» EXERCISE DIRECTIONS: Copy every line from the records that holds the word "wall".

Point-per-instance localization data
====
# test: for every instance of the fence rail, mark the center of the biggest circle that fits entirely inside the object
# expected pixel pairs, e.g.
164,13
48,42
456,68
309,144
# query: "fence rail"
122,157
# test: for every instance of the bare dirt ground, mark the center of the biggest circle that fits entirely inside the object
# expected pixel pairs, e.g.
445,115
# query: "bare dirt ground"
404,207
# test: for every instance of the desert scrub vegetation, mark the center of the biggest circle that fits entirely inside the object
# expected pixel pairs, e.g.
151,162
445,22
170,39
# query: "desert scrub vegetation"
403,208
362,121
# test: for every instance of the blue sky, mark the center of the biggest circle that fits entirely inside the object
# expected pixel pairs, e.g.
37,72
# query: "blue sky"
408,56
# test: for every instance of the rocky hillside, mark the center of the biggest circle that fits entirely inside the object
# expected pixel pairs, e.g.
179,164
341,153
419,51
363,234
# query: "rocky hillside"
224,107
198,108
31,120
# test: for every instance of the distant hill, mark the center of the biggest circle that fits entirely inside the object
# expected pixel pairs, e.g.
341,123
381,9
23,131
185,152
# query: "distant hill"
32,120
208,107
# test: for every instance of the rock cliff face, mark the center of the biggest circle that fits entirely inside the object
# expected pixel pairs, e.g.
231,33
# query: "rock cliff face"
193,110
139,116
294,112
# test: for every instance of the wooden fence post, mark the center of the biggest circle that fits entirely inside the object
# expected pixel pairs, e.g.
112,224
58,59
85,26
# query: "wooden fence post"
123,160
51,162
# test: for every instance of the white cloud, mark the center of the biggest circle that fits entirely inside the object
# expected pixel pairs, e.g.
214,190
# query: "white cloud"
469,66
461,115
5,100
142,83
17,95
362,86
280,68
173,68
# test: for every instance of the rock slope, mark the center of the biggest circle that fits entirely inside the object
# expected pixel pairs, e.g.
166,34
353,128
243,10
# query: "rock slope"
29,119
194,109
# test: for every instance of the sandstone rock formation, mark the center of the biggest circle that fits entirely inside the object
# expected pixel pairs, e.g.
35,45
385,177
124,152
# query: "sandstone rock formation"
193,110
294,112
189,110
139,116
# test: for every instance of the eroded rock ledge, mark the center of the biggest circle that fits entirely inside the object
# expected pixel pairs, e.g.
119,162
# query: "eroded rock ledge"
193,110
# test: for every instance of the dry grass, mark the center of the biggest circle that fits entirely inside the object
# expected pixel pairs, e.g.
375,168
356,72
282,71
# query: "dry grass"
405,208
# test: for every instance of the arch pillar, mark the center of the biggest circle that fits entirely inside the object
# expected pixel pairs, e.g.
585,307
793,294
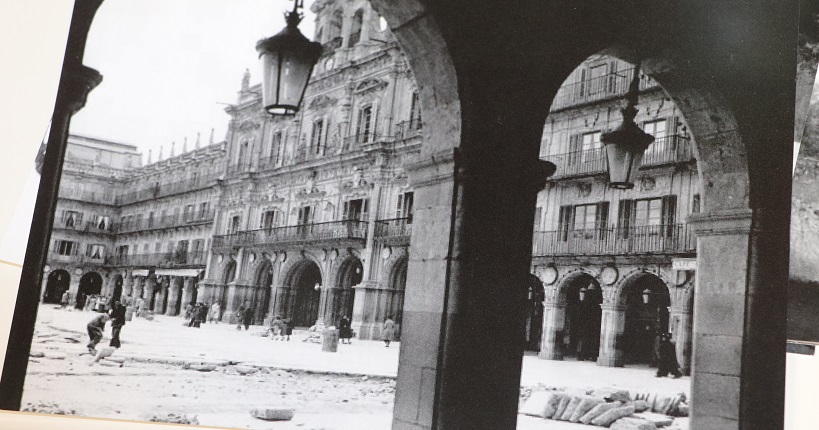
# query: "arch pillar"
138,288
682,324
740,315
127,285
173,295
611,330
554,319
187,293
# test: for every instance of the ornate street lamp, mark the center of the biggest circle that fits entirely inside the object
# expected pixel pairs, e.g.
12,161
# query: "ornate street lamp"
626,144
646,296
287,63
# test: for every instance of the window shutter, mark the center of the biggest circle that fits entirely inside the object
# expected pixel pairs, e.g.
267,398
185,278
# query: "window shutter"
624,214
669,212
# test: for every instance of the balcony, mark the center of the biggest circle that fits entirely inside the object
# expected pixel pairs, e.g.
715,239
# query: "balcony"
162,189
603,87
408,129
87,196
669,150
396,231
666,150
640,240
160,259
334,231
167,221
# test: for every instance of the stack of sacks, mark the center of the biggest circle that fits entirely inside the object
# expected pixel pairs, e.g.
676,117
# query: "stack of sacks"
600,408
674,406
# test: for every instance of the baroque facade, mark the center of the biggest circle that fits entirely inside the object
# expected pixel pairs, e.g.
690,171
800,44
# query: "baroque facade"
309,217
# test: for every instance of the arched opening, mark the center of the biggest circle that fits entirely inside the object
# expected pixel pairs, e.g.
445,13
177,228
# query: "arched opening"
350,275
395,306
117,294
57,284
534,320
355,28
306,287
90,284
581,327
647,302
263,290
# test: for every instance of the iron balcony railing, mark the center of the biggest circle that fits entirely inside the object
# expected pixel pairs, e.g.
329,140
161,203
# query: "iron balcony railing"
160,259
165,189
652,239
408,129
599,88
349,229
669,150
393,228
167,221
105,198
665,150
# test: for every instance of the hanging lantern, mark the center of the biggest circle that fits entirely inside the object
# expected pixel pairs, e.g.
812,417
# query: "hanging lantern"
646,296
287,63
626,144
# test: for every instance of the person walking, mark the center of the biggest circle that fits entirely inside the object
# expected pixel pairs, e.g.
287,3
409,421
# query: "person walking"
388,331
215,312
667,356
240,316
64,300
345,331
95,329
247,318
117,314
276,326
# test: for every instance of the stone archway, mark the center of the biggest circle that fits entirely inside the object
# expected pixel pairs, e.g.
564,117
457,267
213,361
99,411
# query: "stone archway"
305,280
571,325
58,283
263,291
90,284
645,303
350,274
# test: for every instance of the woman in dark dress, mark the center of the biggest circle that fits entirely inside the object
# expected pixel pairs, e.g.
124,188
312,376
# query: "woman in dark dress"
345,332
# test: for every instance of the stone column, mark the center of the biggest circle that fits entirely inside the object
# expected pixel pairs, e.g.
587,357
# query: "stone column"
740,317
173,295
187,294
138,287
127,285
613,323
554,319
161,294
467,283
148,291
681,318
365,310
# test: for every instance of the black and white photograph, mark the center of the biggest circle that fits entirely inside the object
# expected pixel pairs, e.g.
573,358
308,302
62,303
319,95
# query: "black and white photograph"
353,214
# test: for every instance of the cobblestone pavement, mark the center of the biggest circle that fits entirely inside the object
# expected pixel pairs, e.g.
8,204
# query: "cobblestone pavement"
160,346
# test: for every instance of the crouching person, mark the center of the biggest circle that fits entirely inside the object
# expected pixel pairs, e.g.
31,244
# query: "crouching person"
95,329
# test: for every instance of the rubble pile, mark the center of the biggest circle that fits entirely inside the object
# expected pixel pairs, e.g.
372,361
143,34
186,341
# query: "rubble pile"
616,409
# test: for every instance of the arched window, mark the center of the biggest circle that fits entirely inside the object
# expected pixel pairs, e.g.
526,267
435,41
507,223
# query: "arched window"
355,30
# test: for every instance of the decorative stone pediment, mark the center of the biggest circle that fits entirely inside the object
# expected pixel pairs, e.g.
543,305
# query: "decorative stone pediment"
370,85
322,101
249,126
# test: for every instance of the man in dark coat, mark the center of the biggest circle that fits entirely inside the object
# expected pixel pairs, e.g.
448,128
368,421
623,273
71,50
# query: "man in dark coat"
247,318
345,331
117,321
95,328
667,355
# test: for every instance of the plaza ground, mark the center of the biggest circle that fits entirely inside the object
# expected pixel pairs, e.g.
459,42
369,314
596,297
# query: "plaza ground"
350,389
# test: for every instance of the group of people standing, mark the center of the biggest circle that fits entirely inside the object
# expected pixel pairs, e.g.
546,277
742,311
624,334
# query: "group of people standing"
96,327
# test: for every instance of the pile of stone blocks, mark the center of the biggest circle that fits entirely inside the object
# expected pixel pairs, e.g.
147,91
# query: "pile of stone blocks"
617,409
====
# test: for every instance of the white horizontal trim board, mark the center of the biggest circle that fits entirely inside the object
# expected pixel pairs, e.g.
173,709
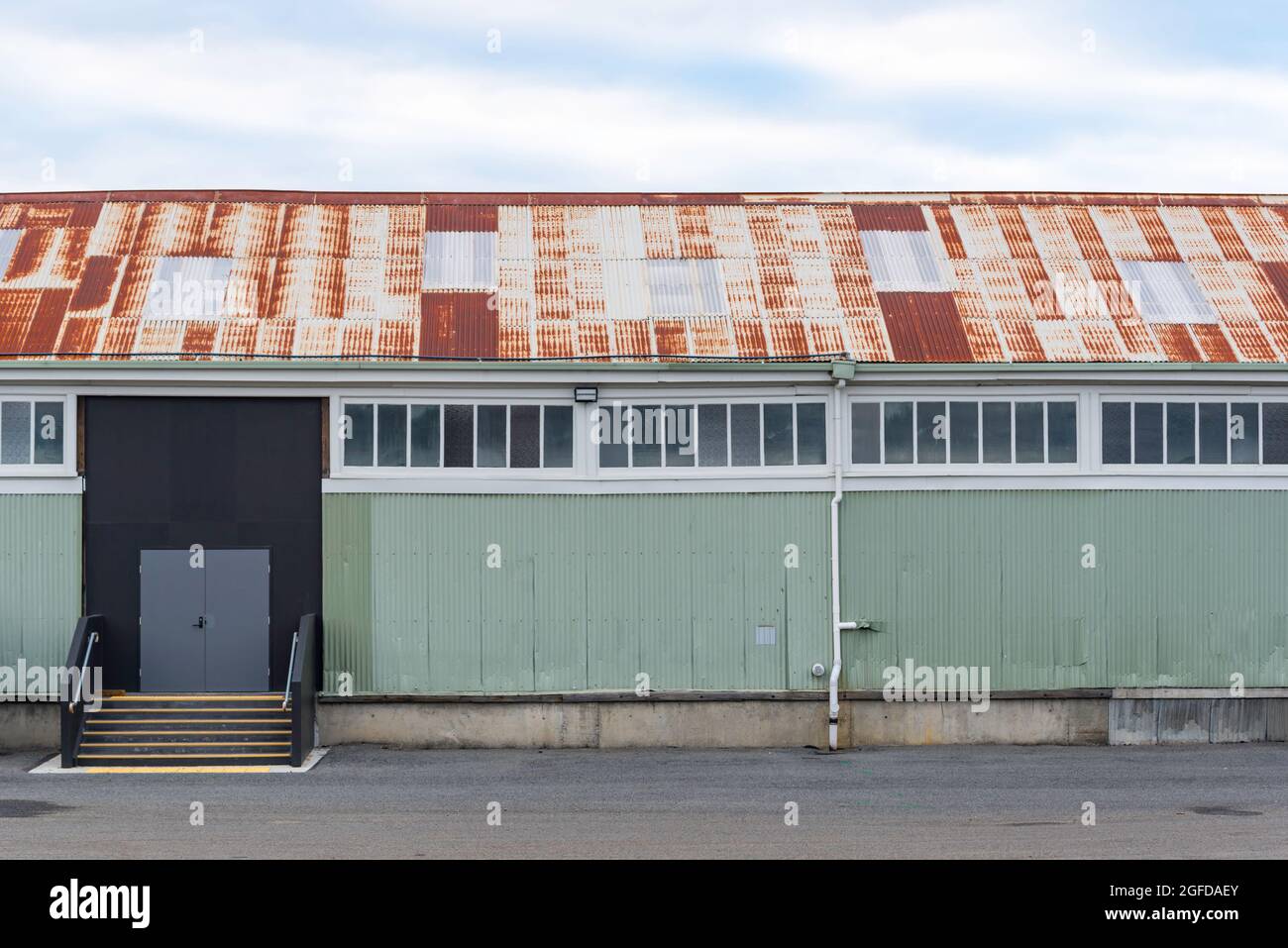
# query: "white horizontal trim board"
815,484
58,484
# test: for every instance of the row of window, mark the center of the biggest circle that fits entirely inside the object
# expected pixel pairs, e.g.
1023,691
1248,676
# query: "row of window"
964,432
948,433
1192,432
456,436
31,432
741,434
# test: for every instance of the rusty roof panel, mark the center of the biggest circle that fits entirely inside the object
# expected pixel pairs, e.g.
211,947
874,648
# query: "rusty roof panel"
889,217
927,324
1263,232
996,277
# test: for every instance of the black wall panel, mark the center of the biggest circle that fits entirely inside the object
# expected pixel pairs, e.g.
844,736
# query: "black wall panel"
====
» RESPONSE TO THIS TASK:
# test: for every instance of the black wall panel, mark the center of the biggest circle that fits entirely inside the object
# query: "black wall panel"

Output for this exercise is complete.